Some records
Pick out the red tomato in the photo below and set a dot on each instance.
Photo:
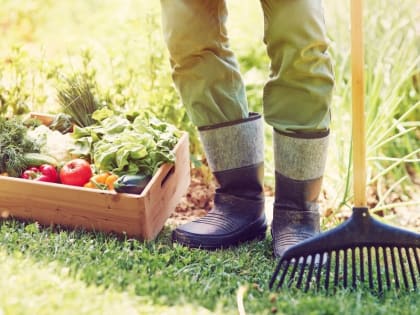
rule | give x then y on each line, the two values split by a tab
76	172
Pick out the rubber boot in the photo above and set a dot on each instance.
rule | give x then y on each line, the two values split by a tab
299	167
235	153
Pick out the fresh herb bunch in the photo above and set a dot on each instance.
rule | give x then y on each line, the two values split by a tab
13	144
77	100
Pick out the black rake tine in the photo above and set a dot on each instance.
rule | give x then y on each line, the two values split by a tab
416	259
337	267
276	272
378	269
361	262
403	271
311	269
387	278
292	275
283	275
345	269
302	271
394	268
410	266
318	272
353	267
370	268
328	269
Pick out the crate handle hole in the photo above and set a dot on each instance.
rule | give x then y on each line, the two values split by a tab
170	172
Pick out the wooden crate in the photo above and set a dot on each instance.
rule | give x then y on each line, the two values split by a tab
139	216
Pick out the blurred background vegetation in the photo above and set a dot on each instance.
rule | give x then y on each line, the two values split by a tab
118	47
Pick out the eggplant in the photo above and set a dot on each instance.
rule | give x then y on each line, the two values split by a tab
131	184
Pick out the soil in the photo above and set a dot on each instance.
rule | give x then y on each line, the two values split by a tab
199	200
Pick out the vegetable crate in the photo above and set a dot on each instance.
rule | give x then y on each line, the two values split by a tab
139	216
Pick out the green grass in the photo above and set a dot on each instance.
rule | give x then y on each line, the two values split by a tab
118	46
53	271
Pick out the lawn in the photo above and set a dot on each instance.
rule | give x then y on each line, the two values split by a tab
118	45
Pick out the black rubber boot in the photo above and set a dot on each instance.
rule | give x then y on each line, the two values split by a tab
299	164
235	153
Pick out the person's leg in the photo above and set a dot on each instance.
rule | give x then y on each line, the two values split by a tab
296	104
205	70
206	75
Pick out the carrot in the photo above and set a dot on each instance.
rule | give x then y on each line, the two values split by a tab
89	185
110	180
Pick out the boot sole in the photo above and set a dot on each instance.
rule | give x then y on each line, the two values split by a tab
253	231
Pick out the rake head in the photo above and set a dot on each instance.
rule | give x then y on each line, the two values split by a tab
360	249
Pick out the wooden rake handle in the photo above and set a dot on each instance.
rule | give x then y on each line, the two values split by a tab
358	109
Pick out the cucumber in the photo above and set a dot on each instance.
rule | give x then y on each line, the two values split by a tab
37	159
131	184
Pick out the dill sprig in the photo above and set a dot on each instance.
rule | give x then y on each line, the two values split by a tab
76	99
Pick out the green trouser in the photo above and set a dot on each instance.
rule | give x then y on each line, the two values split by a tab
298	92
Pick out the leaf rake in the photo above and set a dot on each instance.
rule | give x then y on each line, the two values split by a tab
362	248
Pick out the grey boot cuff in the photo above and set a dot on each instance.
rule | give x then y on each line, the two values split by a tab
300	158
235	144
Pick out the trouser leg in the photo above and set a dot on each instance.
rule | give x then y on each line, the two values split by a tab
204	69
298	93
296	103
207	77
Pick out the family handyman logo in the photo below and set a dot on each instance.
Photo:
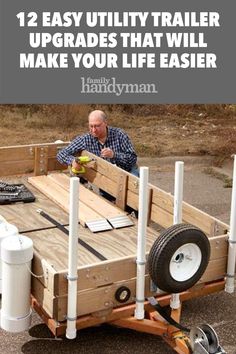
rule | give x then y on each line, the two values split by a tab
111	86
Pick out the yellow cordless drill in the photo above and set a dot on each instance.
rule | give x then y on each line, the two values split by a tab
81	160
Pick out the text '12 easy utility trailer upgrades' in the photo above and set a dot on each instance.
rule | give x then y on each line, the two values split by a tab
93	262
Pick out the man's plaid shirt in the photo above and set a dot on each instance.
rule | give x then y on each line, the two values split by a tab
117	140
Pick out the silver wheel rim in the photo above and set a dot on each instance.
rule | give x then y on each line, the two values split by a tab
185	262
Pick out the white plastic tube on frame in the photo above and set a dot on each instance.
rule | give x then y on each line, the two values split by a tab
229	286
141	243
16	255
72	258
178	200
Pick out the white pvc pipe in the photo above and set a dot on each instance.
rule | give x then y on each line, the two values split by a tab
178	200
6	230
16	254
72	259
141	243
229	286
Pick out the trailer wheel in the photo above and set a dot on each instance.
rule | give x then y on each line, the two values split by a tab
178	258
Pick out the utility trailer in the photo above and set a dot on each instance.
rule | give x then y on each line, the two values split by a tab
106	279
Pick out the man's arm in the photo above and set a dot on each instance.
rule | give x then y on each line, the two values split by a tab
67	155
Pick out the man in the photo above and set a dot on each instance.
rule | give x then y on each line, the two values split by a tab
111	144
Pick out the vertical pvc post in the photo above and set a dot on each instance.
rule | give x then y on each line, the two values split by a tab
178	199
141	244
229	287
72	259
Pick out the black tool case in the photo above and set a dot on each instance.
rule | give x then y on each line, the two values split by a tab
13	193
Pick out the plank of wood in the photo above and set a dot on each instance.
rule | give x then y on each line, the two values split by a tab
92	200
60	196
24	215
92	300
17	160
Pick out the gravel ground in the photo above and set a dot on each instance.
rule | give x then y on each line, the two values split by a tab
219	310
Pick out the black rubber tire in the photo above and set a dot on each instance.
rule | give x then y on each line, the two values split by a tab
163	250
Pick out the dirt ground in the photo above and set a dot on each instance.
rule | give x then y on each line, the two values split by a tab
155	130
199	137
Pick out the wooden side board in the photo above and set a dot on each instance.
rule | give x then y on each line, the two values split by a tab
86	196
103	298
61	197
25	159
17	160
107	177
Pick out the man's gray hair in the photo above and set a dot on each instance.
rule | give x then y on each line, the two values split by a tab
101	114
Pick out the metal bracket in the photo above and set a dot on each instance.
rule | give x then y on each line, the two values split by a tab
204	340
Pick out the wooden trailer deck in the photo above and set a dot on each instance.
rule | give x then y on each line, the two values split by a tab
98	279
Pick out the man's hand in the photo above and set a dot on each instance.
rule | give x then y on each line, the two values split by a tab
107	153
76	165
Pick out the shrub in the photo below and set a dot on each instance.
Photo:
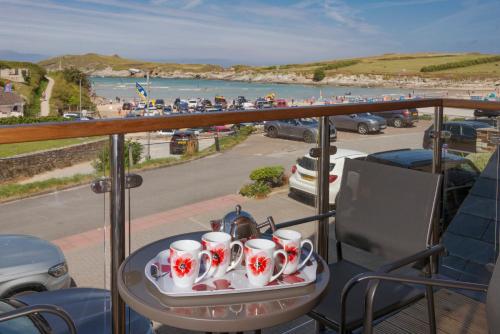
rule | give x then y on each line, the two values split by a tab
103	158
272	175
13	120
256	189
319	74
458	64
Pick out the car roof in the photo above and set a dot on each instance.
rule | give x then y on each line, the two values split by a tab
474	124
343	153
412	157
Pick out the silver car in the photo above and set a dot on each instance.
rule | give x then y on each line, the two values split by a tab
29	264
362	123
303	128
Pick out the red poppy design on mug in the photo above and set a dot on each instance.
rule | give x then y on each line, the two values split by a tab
==
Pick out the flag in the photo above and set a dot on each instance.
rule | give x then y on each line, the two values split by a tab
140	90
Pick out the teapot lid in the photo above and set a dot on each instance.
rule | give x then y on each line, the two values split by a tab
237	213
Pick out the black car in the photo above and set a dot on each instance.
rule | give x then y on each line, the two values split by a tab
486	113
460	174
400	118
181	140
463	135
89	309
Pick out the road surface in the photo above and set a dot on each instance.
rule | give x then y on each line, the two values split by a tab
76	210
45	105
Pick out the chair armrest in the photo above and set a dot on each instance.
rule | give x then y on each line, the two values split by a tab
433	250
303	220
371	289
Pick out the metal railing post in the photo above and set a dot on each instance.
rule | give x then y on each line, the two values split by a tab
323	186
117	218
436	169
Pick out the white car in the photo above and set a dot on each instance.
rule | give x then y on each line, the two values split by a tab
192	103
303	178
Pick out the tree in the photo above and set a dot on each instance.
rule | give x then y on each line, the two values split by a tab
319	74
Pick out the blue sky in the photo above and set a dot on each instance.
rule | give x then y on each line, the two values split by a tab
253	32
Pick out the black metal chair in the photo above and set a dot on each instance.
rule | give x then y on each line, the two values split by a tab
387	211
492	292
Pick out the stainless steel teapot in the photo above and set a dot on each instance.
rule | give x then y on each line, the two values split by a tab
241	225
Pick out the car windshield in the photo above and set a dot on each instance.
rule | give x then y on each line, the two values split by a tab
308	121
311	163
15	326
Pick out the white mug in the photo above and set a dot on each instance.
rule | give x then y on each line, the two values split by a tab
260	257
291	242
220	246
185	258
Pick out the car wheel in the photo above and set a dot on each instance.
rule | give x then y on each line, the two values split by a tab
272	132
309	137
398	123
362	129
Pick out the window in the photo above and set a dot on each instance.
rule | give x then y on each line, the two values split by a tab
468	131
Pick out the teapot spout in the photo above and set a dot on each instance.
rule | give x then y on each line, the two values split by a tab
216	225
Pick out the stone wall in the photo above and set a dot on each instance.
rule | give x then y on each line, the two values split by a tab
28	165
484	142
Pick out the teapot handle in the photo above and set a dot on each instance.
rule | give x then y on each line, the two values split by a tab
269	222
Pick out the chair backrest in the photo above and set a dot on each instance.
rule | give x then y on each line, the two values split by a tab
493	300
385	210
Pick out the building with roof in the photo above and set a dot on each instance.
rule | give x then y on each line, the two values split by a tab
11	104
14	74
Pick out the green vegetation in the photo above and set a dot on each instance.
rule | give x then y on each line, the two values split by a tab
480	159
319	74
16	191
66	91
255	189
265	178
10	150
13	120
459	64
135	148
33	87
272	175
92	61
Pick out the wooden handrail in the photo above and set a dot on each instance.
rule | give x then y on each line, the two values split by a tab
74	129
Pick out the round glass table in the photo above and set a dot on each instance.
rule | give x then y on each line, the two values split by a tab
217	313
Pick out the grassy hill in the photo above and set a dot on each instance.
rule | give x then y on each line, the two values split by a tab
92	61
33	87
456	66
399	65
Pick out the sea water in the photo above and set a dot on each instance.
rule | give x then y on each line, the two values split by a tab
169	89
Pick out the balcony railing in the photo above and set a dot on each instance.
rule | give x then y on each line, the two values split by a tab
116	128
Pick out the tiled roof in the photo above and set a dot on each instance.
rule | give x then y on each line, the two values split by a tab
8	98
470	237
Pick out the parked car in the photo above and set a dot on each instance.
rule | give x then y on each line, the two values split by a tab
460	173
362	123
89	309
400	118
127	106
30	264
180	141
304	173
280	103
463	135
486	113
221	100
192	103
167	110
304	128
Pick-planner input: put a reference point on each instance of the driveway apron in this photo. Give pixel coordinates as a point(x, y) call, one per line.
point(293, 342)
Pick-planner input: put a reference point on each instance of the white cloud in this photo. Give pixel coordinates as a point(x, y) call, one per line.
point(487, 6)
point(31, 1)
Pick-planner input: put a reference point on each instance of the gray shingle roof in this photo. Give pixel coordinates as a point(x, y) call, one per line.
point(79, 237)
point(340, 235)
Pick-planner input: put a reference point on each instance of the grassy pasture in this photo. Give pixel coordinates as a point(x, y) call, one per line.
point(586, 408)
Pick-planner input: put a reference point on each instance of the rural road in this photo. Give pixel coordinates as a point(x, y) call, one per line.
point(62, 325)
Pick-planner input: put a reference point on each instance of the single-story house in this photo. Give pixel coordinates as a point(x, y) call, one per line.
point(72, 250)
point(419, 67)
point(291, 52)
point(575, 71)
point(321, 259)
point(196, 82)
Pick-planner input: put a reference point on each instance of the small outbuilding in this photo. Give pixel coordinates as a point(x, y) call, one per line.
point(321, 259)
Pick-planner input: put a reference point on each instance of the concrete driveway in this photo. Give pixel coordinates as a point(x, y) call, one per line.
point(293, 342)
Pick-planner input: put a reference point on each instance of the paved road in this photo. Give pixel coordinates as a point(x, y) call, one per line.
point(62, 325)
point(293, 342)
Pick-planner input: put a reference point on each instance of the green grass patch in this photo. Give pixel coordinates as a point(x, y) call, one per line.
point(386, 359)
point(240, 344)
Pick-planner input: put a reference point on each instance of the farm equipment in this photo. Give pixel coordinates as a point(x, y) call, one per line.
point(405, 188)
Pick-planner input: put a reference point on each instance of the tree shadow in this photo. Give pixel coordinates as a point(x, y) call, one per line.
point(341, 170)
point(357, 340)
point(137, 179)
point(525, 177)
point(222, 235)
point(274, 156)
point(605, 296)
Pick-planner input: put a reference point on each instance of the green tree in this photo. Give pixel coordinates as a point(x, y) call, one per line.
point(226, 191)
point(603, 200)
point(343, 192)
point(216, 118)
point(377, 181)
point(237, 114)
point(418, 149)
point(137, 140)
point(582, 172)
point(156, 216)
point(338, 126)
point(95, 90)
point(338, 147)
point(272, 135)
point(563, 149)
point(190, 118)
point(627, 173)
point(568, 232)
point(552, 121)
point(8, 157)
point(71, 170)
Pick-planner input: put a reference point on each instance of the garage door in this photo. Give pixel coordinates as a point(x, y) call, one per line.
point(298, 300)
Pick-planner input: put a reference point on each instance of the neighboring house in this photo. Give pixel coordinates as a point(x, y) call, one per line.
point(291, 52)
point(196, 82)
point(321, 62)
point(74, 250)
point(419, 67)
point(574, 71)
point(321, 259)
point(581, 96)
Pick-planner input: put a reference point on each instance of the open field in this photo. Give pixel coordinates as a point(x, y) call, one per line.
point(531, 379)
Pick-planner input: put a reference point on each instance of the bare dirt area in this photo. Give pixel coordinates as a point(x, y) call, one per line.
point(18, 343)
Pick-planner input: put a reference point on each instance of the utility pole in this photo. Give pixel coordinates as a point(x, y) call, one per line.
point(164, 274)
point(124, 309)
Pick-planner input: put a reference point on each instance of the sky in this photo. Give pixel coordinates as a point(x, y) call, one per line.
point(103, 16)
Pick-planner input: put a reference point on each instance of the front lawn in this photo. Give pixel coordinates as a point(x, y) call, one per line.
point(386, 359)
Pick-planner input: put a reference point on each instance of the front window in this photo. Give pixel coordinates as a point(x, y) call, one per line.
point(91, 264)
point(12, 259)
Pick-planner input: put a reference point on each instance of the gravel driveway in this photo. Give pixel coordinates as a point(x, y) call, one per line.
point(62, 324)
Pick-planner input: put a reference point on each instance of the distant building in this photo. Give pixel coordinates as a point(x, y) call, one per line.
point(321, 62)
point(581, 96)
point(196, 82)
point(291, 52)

_TASK PROMPT_
Render the part of the data above that opens with the line containing "of the white" and closes with the line containing "point(340, 235)" as a Markdown table with the columns Row and Data line. Number each line and skip any blank ones.

_OUTPUT FOR THIS TASK_
| Row | Data line |
|---|---|
| 1 | Pick-planner input: put a reference point on each instance of the white cloud in this photo. Give pixel coordinates as a point(x, y) call, one per line. |
| 2 | point(487, 6) |
| 3 | point(31, 1) |
| 4 | Pick-planner input: put a reference point on each instance of the gray shingle roof in this photo. Give pixel coordinates as a point(x, y) call, one per line. |
| 5 | point(79, 237) |
| 6 | point(340, 235) |